Short exercise: List every line in the records below that contains the word "tree".

* * * *

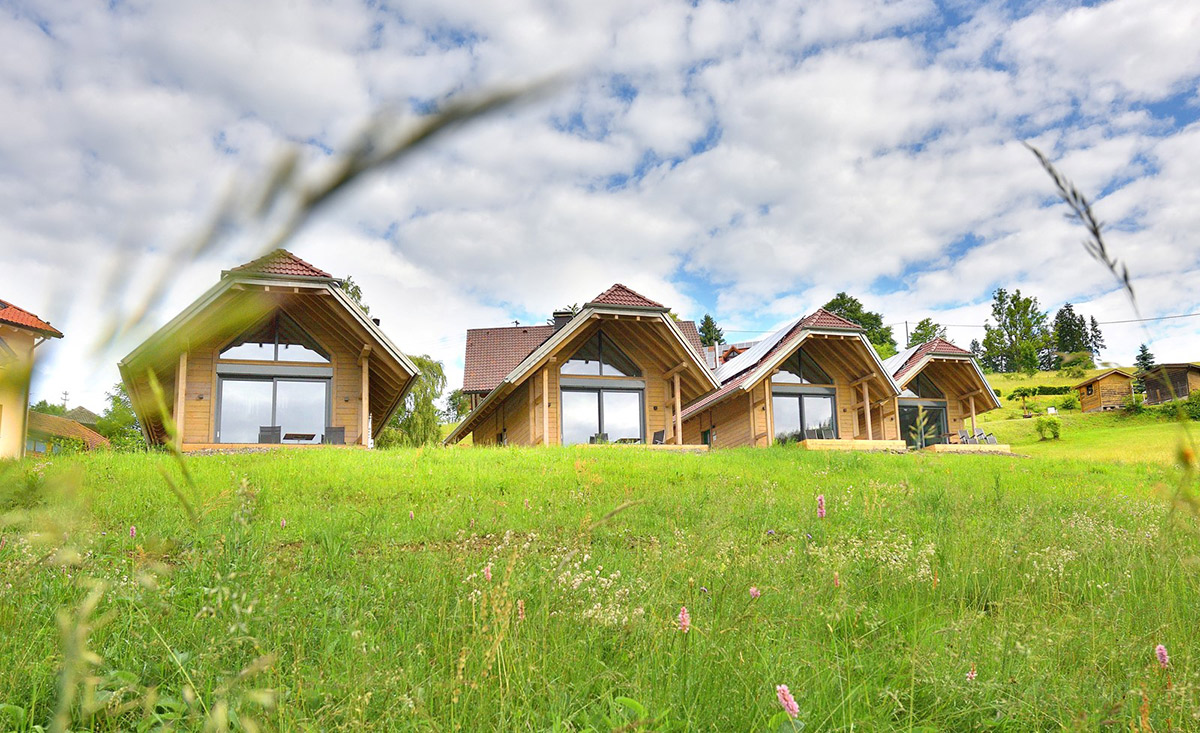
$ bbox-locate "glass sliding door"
[216,377,330,445]
[217,379,275,443]
[562,386,646,445]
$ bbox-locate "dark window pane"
[275,379,329,443]
[217,379,272,443]
[601,391,643,443]
[562,332,600,377]
[562,390,600,445]
[770,395,804,440]
[600,331,642,377]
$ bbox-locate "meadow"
[0,446,1200,731]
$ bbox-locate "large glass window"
[900,374,946,399]
[772,392,838,443]
[770,349,833,384]
[562,329,642,377]
[217,378,329,445]
[562,387,646,445]
[221,311,329,364]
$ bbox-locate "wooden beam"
[172,349,187,447]
[671,372,683,445]
[359,353,371,446]
[541,367,550,445]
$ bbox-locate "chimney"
[554,311,575,332]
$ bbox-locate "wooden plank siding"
[1079,374,1133,413]
[470,319,708,445]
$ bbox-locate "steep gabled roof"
[227,250,335,280]
[592,283,666,308]
[462,325,554,392]
[29,410,108,450]
[0,300,62,338]
[883,338,973,384]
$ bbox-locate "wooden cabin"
[445,283,716,445]
[25,411,109,455]
[1075,369,1133,413]
[1139,362,1200,404]
[684,308,904,449]
[119,250,419,450]
[884,338,1000,447]
[0,300,62,459]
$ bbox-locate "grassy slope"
[0,446,1200,731]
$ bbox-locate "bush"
[1121,395,1146,415]
[1033,415,1062,440]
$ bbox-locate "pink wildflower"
[775,685,800,720]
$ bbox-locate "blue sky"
[0,0,1200,409]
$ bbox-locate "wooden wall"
[1079,374,1133,413]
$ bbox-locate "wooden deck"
[798,438,908,453]
[925,443,1013,453]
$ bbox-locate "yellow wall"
[0,326,37,458]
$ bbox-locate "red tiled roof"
[592,283,666,308]
[0,300,62,338]
[29,411,108,450]
[800,308,863,331]
[893,338,972,384]
[462,325,554,392]
[229,250,334,278]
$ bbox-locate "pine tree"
[700,313,725,347]
[1133,344,1154,395]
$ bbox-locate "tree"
[1087,316,1104,356]
[29,399,67,417]
[1133,344,1154,395]
[700,313,725,347]
[96,381,145,450]
[906,318,946,349]
[822,293,896,359]
[378,354,446,447]
[983,288,1054,373]
[445,389,470,422]
[342,272,371,313]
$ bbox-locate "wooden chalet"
[1139,362,1200,404]
[119,250,419,450]
[0,300,62,459]
[684,308,904,450]
[445,284,716,445]
[884,338,1008,451]
[1075,369,1133,413]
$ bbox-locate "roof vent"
[554,311,575,332]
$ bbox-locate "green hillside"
[0,443,1200,731]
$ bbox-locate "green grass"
[0,446,1200,731]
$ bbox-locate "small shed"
[1075,369,1133,413]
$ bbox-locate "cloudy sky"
[0,0,1200,409]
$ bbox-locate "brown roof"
[1070,369,1133,390]
[592,283,666,308]
[0,300,62,338]
[229,250,334,280]
[462,325,554,392]
[29,411,108,450]
[893,338,973,384]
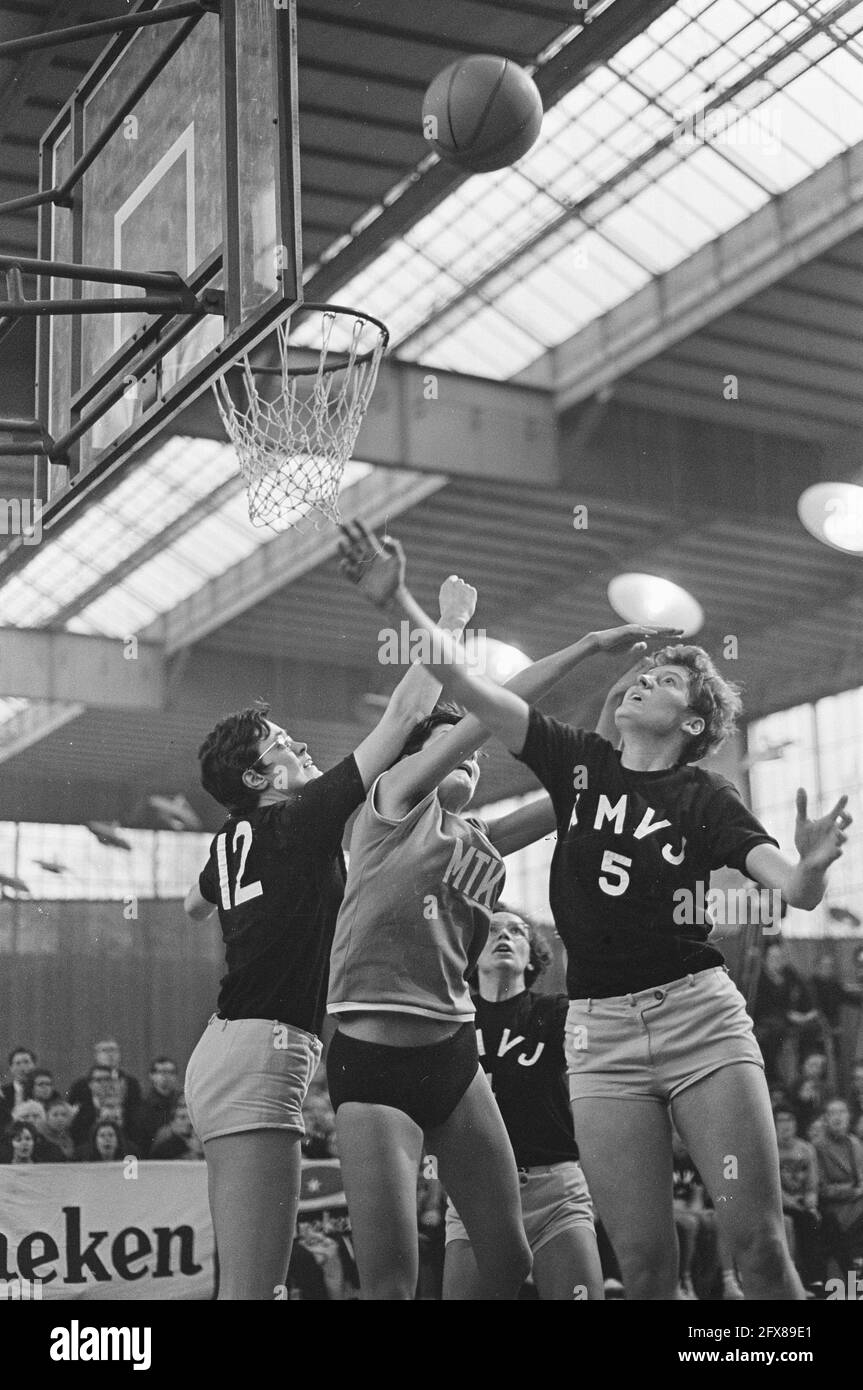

* * * *

Answer to this task:
$ bbox-locate "pine tree"
$ bbox-locate "tree"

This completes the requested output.